__TRY IT__
Carry on the personal reflection about acceptance and living with stage IV cancer, picking up right after its final sentence.

Acceptance has been a word that I have returned to often this year. I accept that I have stage IV cancer. I accept the moments I have sat in front of a doctor to be told treatment isn't working anymore. I accept that I lost my breasts. I accept that my life looks much different than the lives of most people my age. I accept that I have and I will continue to lose friends because of what I choose to do as my life purpose. I accept that we live in a really messed up world right now and there isn't one ounce of normalcy about it. I accept that all of these moments have happened.I cannot change them, and I accept that. Most importantly, I accept that I will likely continue to lose little pieces of me with each piece of trauma that falls upon me. I acknowledge and internally verbalize that it doesn't mean I am broken. It just means that I may look a little different each time my glass is put pack together. I have learned to be at peace with that. It is how I choose to handle my trauma.
Life is full of peaks and valleys. From experience, I know how hard it is to climb out of the valley, how traumatic that valley might feel in the moment. I know how hard it can seem to envision the view from that peak you so badly want to climb. Getting there means work and it might mean you come out with bruises and scars. It might mean that you're leaving a little piece of you in that valley and THAT'S OKAY!!!! You are still you. Your heart is still your heart. Maybe you choose to love a little harder. Maybe you choose to take that extra 10 minutes instead of rushing time away. Maybe you choose to forgive a little easier. Maybe the impact of your trauma is meant to transition you in a way that forces you to love a little harder. Maybe it forces you to re-evaluate your priorities and what brings you happiness.

__LISTED ENTRIES__

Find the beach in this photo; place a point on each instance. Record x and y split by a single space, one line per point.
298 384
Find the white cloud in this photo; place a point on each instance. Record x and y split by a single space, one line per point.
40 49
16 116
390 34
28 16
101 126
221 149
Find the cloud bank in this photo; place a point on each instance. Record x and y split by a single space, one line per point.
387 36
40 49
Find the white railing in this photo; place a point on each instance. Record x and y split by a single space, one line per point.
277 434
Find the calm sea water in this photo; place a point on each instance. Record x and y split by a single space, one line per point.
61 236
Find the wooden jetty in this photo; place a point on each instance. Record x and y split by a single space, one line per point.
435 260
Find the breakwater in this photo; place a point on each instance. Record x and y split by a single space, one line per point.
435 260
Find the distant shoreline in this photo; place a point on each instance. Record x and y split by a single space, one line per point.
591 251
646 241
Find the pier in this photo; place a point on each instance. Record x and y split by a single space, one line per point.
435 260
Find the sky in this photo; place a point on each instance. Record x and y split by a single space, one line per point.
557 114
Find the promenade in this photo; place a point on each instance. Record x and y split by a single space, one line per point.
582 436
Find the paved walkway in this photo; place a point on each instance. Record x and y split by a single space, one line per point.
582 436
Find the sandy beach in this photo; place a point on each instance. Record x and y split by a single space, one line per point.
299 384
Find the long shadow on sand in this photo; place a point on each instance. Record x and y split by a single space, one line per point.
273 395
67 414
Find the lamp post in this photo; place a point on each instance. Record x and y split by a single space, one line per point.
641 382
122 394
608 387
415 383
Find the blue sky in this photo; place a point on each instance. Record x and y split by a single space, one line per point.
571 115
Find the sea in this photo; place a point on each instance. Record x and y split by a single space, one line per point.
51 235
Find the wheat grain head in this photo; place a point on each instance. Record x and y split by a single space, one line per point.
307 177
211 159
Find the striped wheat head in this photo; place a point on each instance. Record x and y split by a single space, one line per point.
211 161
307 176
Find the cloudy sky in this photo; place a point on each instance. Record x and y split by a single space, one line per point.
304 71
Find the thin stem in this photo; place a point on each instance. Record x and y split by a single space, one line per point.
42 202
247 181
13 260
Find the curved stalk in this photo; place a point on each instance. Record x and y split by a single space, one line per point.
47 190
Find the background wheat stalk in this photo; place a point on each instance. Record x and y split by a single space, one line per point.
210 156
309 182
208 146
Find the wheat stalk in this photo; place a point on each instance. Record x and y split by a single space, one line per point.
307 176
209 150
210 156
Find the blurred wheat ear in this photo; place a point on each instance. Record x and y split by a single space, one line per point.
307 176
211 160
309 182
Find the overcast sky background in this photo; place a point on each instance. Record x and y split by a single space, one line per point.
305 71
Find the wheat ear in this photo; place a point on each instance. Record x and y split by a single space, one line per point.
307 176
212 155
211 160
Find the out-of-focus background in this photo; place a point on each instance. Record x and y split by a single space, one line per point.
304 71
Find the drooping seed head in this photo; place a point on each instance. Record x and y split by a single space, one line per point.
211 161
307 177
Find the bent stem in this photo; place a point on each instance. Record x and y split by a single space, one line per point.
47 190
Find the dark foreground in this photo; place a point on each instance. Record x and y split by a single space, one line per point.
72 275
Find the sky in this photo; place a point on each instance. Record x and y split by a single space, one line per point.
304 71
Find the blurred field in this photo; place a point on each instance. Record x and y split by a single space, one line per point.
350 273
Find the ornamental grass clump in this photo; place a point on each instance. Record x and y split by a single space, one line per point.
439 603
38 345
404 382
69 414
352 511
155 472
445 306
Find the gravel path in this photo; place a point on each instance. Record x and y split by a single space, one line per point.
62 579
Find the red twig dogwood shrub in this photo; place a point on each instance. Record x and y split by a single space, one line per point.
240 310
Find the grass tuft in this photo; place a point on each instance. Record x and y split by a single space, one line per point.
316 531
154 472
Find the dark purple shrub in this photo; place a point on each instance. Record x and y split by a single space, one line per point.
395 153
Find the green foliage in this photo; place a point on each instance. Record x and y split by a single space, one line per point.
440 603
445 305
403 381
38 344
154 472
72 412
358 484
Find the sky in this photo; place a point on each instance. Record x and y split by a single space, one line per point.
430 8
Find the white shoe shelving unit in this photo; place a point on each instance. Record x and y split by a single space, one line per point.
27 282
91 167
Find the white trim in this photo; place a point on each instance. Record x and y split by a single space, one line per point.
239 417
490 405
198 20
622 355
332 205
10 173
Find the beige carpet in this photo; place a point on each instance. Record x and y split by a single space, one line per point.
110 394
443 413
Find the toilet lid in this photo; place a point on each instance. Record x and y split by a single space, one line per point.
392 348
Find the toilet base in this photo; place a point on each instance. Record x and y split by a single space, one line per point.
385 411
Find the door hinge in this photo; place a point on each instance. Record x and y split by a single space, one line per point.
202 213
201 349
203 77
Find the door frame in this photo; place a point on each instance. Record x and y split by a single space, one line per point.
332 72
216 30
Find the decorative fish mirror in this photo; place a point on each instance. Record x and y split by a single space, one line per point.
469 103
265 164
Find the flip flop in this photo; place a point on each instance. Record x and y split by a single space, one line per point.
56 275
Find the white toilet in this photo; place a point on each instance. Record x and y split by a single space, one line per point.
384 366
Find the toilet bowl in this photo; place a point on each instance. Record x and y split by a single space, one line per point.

__OUTPUT BELOW__
As I have personally navigated trauma, loss, death, and everything in between, I have discovered new pieces of me that I personally choose to give attention to and work on. There is absolutely NO time limit on healing from a death or a traumatic experience. You owe yourself kindness and patience as you move through it. As we learn to accept what has happened and what our "new glass" looks like, I truly feel it is when we begin to heal ourselves. I truly believe it is when we begin to discover who we truly are. Give yourself permission to forgive you! Give yourself permission to heal you! Give yourself permission to accept you might be a new you!
There is so much beauty behind it all, and what an incredible gift it is to give yourself. Whatever it is that is making you feel broken in this moment, whatever trauma you might be experiencing, I hope you can take a moment to pick up the pieces, put yourself back together, and accept that this life is so far beyond our control—and that you are never fully broken. Even if those little tiny shards are impossible to find, the beauty can simply be in the light that shines in them, the light that shines within you, and the light and love that was left inside of your heart through them.